(Entries from a pointing dataset)
==============================
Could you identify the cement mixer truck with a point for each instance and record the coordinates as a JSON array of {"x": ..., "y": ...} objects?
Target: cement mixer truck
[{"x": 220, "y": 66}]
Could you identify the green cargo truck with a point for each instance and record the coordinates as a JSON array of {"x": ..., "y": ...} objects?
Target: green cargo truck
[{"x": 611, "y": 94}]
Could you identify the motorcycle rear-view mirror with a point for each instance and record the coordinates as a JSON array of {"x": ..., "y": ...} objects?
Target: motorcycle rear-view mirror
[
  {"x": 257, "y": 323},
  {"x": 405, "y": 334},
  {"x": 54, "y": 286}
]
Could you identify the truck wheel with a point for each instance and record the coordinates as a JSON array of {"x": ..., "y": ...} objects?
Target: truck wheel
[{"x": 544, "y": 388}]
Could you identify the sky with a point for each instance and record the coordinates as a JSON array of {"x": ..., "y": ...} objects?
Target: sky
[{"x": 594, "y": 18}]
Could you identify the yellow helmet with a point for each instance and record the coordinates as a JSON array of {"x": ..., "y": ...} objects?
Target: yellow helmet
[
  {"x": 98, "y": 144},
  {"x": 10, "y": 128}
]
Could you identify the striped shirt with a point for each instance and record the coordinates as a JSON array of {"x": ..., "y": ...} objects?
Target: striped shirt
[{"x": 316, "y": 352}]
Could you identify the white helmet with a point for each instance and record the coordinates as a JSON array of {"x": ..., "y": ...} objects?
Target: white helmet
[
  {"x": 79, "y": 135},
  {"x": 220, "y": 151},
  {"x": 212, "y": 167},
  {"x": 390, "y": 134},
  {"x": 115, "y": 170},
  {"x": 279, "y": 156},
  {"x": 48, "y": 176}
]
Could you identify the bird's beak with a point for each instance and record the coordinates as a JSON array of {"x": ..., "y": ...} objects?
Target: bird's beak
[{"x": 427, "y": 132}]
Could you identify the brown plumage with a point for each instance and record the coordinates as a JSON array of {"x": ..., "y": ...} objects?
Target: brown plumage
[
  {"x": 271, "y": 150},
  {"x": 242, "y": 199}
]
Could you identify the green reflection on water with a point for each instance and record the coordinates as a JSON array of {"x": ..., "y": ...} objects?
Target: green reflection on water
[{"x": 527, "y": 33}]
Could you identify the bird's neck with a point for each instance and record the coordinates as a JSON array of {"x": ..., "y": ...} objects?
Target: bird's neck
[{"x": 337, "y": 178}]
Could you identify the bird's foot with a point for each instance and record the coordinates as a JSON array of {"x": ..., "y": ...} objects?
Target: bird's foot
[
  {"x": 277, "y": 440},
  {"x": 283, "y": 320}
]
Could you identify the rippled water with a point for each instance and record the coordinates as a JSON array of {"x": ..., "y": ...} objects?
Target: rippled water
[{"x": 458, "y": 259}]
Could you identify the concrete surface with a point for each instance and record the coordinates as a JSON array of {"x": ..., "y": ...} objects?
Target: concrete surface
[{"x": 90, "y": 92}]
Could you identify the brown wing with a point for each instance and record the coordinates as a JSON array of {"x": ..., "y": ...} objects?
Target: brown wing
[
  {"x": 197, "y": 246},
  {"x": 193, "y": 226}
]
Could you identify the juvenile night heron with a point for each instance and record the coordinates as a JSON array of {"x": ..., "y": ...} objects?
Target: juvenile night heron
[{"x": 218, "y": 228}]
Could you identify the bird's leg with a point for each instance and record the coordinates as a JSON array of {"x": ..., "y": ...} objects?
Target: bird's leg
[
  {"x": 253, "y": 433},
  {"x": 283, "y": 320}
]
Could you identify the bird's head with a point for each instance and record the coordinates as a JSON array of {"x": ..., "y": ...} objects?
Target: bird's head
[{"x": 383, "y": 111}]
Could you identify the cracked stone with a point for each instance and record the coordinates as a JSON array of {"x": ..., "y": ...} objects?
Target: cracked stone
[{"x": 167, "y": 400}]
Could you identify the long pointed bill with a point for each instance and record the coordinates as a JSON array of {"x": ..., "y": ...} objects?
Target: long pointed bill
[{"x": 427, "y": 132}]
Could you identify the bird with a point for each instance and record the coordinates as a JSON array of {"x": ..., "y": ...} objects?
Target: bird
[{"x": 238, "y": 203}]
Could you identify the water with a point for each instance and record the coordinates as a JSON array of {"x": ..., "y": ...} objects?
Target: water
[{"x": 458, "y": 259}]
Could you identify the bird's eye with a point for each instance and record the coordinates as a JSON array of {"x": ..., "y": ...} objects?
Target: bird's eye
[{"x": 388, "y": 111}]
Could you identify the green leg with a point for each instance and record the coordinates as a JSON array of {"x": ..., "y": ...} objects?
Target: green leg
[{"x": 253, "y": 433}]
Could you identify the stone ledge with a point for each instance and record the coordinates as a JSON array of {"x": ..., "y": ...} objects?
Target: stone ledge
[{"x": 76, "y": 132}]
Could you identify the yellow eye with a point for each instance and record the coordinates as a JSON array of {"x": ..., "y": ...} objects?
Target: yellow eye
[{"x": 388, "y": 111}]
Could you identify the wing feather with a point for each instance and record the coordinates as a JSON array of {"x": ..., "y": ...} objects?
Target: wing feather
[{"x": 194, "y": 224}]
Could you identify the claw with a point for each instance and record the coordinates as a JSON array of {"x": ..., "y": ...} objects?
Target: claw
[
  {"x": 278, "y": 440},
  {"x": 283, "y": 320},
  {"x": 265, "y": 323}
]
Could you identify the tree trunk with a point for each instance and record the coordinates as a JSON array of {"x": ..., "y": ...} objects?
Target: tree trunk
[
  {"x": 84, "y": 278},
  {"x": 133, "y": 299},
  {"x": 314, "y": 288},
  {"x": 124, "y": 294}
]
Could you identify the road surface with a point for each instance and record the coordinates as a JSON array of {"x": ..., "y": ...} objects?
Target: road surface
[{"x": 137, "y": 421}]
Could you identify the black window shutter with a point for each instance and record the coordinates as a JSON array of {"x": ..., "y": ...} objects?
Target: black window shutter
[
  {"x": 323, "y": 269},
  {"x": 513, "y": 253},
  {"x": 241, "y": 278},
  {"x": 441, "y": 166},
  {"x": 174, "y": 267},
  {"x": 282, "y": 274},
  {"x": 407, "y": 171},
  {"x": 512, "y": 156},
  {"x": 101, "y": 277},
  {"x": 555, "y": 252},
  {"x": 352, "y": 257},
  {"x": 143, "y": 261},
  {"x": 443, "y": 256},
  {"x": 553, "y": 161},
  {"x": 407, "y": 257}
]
==============================
- [What is asked]
Using the data above, repeat every line exactly.

- [Answer]
Could you identify the cement mixer truck with a point for each instance and record the coordinates as a JSON array of {"x": ..., "y": ...} objects?
Target: cement mixer truck
[{"x": 220, "y": 66}]
Could you identify the green cargo truck with a point for each instance and record the coordinates as a JSON array of {"x": ..., "y": ...} objects?
Target: green cargo truck
[{"x": 611, "y": 94}]
Could you identify the motorcycle rear-view mirror with a point for each instance and record the coordinates as a JSON array of {"x": ..., "y": ...} objects?
Target: motorcycle rear-view mirror
[
  {"x": 257, "y": 323},
  {"x": 405, "y": 334},
  {"x": 54, "y": 286}
]
Could you identify the truck wheel with a point for each instance and record the coordinates as a JSON array of {"x": ..., "y": ...} objects?
Target: truck wheel
[{"x": 544, "y": 388}]
Could you identify the sky with a point for each instance and record the coordinates as a JSON array of {"x": ..., "y": ...} objects?
Target: sky
[{"x": 594, "y": 18}]
Could you identify the yellow helmet with a point for each instance and record the coordinates as a JSON array of {"x": ..., "y": ...} objects?
Target: yellow helmet
[
  {"x": 98, "y": 144},
  {"x": 10, "y": 128}
]
Could you identify the striped shirt with a point for each instance and record the coordinates as a JSON array of {"x": ..., "y": ...} objects?
Target: striped shirt
[{"x": 316, "y": 352}]
Could you identify the white helmet with a point for each instance and record the coordinates as a JSON array of {"x": ..., "y": ...} objects?
Target: white helmet
[
  {"x": 79, "y": 135},
  {"x": 220, "y": 151},
  {"x": 212, "y": 167},
  {"x": 390, "y": 134},
  {"x": 115, "y": 170},
  {"x": 279, "y": 156},
  {"x": 48, "y": 176}
]
Could you identify the bird's beak with a point for each instance and record the coordinates as a JSON array of {"x": ..., "y": ...} objects?
Target: bird's beak
[{"x": 427, "y": 132}]
Could you identify the brown plumage with a point for each instance and record the coordinates as a JSON array of {"x": ..., "y": ...} objects?
Target: brown plumage
[
  {"x": 271, "y": 150},
  {"x": 242, "y": 199}
]
Could you identify the green reflection on water with a point for each instance and record the coordinates as a JSON array of {"x": ..., "y": ...} objects?
Target: green reflection on water
[{"x": 527, "y": 33}]
Could you identify the bird's neck with a point for each instance and record the coordinates as a JSON array of {"x": ..., "y": ...} objects?
Target: bird's neck
[{"x": 337, "y": 178}]
Could you identify the bird's foot with a point for each instance and record the coordinates as a JSON array of {"x": ..., "y": ...} objects?
Target: bird's foot
[
  {"x": 277, "y": 440},
  {"x": 283, "y": 320}
]
Could you identify the rippled water with a point for each instance and record the coordinates as a JSON array of {"x": ..., "y": ...} objects?
Target: rippled water
[{"x": 458, "y": 259}]
Could you identify the concrete surface with a point for each instance and record the coordinates as a JSON array of {"x": ..., "y": ...} objects?
Target: concrete surface
[{"x": 90, "y": 92}]
Could you identify the brown wing with a point for each instance and record the coordinates as a JSON array of {"x": ..., "y": ...} objects?
Target: brown wing
[
  {"x": 197, "y": 246},
  {"x": 193, "y": 226}
]
Could you identify the juvenile night heron with a point for each instance and record the coordinates as a JSON array of {"x": ..., "y": ...} objects?
Target: juvenile night heron
[{"x": 218, "y": 228}]
Could you identify the bird's leg with a point for each instance and record the coordinates as a JSON array of {"x": ..., "y": ...} objects?
Target: bird's leg
[
  {"x": 253, "y": 433},
  {"x": 283, "y": 320}
]
Could you identify the bird's head with a point for each instance and record the coordinates as a JSON array of {"x": ..., "y": ...} objects?
Target: bird's head
[{"x": 383, "y": 111}]
Could you identify the cracked stone with a point for each instance and record the coordinates as a JSON array of {"x": ..., "y": ...} objects?
Target: cracked stone
[{"x": 167, "y": 400}]
Could you identify the long pointed bill with a point for each instance and record the coordinates as a JSON array of {"x": ..., "y": ...} objects?
Target: long pointed bill
[{"x": 427, "y": 132}]
Could you identify the bird with a point for each instance and record the coordinates as a JSON array of {"x": ..., "y": ...} objects?
Target: bird
[{"x": 238, "y": 203}]
Could you identify the water with a point for each instance and record the coordinates as a JSON array of {"x": ..., "y": ...} objects?
Target: water
[{"x": 458, "y": 259}]
Could you identify the bird's eye with a point for each instance and record the coordinates as a JSON array of {"x": ..., "y": ...} objects?
Target: bird's eye
[{"x": 388, "y": 111}]
Could you identify the green leg with a point for each instance and record the coordinates as a JSON array of {"x": ..., "y": ...} objects?
Target: green leg
[{"x": 253, "y": 433}]
Could you identify the stone ledge with a point for each instance and record the coordinates as a JSON array of {"x": ..., "y": ...} objects?
Target: stone ledge
[{"x": 76, "y": 132}]
Could you identify the yellow eye with a point for each instance and record the coordinates as a JSON array of {"x": ..., "y": ...} objects?
Target: yellow eye
[{"x": 388, "y": 111}]
Could you identify the wing feather with a point for each instance and record the coordinates as a JSON array of {"x": ..., "y": ...} objects?
Target: wing feather
[{"x": 194, "y": 224}]
Could you identify the claw with a point for each instance and record the coordinates as a JSON array of {"x": ..., "y": ...} objects?
Target: claw
[
  {"x": 278, "y": 440},
  {"x": 283, "y": 320},
  {"x": 265, "y": 323}
]
Could you identify the tree trunk with a point for each instance and record the coordinates as a JSON array of {"x": ..., "y": ...} objects?
Target: tree trunk
[
  {"x": 84, "y": 278},
  {"x": 133, "y": 299},
  {"x": 314, "y": 288},
  {"x": 124, "y": 294}
]
Could you identify the road surface with a point for each instance and record the coordinates as a JSON array of {"x": ..., "y": ...} objects?
Target: road surface
[{"x": 137, "y": 421}]
Could you identify the black window shutter with a point for each instance and record the coordinates as a JSON array of {"x": ..., "y": ...} objects?
Target: black window shutter
[
  {"x": 323, "y": 269},
  {"x": 513, "y": 253},
  {"x": 241, "y": 278},
  {"x": 441, "y": 166},
  {"x": 174, "y": 267},
  {"x": 282, "y": 274},
  {"x": 407, "y": 171},
  {"x": 512, "y": 156},
  {"x": 101, "y": 277},
  {"x": 555, "y": 252},
  {"x": 352, "y": 257},
  {"x": 143, "y": 261},
  {"x": 443, "y": 256},
  {"x": 553, "y": 161},
  {"x": 407, "y": 257}
]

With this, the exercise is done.